_To do_
Please output every entry below precisely as written.

_Listed records_

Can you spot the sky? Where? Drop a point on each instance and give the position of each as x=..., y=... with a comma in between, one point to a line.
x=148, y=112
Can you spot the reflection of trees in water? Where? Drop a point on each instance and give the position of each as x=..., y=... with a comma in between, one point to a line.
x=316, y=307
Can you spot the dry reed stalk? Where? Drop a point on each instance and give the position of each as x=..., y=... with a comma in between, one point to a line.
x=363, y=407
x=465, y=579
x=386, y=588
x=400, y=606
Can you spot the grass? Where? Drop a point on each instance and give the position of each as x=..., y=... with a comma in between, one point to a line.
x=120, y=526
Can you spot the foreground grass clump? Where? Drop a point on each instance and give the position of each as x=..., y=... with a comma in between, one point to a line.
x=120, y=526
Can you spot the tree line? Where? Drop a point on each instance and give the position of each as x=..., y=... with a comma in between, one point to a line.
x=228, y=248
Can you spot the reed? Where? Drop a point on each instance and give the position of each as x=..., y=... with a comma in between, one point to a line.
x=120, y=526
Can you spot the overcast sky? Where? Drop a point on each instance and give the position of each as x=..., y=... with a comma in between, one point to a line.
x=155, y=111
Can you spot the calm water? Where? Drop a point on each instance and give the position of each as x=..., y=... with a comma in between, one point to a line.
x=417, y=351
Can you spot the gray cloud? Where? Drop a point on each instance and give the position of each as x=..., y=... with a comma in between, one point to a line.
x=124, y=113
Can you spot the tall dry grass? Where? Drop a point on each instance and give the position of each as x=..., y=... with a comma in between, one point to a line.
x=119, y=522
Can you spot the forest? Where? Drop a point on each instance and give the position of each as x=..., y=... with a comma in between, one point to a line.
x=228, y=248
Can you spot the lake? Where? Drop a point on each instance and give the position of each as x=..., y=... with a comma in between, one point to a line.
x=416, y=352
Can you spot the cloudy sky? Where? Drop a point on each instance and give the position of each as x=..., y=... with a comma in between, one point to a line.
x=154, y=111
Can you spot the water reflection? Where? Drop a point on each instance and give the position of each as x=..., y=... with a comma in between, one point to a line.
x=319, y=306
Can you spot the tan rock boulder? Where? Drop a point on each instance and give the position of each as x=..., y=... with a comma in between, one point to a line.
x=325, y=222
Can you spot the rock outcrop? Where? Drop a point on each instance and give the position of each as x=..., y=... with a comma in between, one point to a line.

_Task solution_
Can you spot the sky? Where? Drop a point on each instance and give the position of each as x=..., y=... with a comma in between, one point to a line.
x=148, y=112
Can you spot the reflection of trees in water? Where? Drop a point on each instance and give the position of each as x=..., y=... with a comma in between, one point to a line.
x=316, y=307
Can you spot the dry reed stalk? Where? Drop a point on each instance and give the position of each as x=..., y=... with a comma in between, one point to a line.
x=363, y=407
x=465, y=579
x=386, y=588
x=400, y=606
Can you spot the grass? Where? Drop a point on each instance and give the position of each as x=..., y=... with a comma in between, one point to a line.
x=120, y=526
Can you spot the foreground grass clump? Where? Drop a point on each instance and give the position of each as x=..., y=... with a comma in between, one point to a line.
x=120, y=526
Can you spot the tree line? Where? Drop a point on each instance and give the position of each as x=..., y=... with a comma in between, one point to a line.
x=228, y=248
Can you spot the reed? Where? Drop a point on each instance and give the position of each as x=..., y=... with a comma in between, one point to a line.
x=120, y=526
Can you spot the overcast sky? Where? Drop a point on each instance and give the position of each as x=..., y=... with a comma in between, one point to a line.
x=155, y=111
Can you spot the calm water? Where? Drop a point on each instance and give the position of each as x=..., y=... with a comma in between, one point to a line.
x=417, y=351
Can you spot the gray cloud? Where? Drop a point on each instance and give the position of each as x=..., y=... with a comma in between, one point to a line.
x=124, y=113
Can you spot the tall dry grass? Where? Drop a point on each instance and give the position of each as x=..., y=... with a comma in between, one point to a line.
x=119, y=522
Can you spot the forest? Where? Drop a point on each instance and give the position of each as x=..., y=... with a comma in between, one point to a line.
x=228, y=248
Can you spot the lake? Where? Drop a point on each instance and give the position of each as x=..., y=... with a comma in between, one point to a line.
x=416, y=352
Can you spot the cloudy sky? Where? Drop a point on each instance and give the position of each as x=..., y=... with a comma in between, one point to a line.
x=154, y=111
Can you spot the water reflection? Where? Drop a point on each instance and give the position of each as x=..., y=... with a comma in between, one point to a line.
x=319, y=306
Can you spot the tan rock boulder? Where? Drop a point on each instance and give the position of each as x=..., y=... with a comma in between, one point to a line.
x=325, y=222
Can you spot the rock outcrop? Where? Drop a point on each instance and give the position of each as x=..., y=... with a comma in between, one point to a line.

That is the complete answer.